More than 150 North Country residents to travel to Washington D.C. for Women’s March on Washington
By ANDY GARDNER
CANTON -- More than 150 locals will travel to Washington, D.C. for the Women’s March on Washington, which is being organized in response to Donald Trump’s election.
Three 56-passenger buses and what an event organizer describes as a “caravan” of others will leave Canton on Friday, inauguration day, and travel to Bethesda, Md.“It’s a response to the election and new administration. I think people feel women are being marginalized … people and minorities are being challenged. We want the new administration to see we’re here,” said Carol Pynchon, who is helping organize the Canton group as a member of the Unitarian Universalist Church Social Action Committee.
Trump has been heavily criticized as being misogynistic. Some of his controversial comments come through his preferred social medium, Twitter, where he wrote among other things “If Hillary Clinton can’t satisfy her husband what makes her think she can satisfy America?” Trump was also quoted in the New York Times on March 30, 2016 as saying women who seek abortions should be subjected to “some form of punishment.” That story is at goo.gl/F8zXQZ. He later recanted the statement. The president-elect also drew public outcry after the release of a 2005 recording where he bragged to then-Access Hollywood host Billy Bush about committing sexual assault. The Washington Post reported on that story at goo.gl/GAvsxV.
“It’s the same thing anybody feels when a new administration comes in … we will fight for fairness, justice and respect,” Pynchon said.
She said there has been a tremendous interest in participating in the event, which is expected to draw demonstrators from around the country.
“We have people who have been on the waiting list for months,” she said. “People who are not able to get on the buses are not staying home. They’re carpooling, caravanning.”
■ ■ ■ ■
> **Task list**:
a: In the article on the Women's March, what reasons does Carol Pynchon give for the Canton group making the trip? Answer in one to three sentences.
b: Answer these questions about the article on the Women's March:
(i) How many passengers does each of the buses leaving Canton hold?
(ii) On what date did the New York Times quote Trump on punishment for women who seek abortions?
(iii) How long have some people been on the waiting list?

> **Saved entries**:
■ ■ ■ ■
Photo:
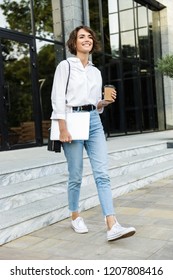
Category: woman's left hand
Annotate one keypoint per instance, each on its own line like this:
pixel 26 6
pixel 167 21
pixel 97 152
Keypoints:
pixel 104 103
■ ■ ■ ■
> **Expected responses**:
a: Pynchon says the trip is a response to the election and the new administration, because people feel women are being marginalized and people and minorities are being challenged. The group wants the new administration to see that they are there.

b:
(i) 56
(ii) March 30, 2016
(iii) For months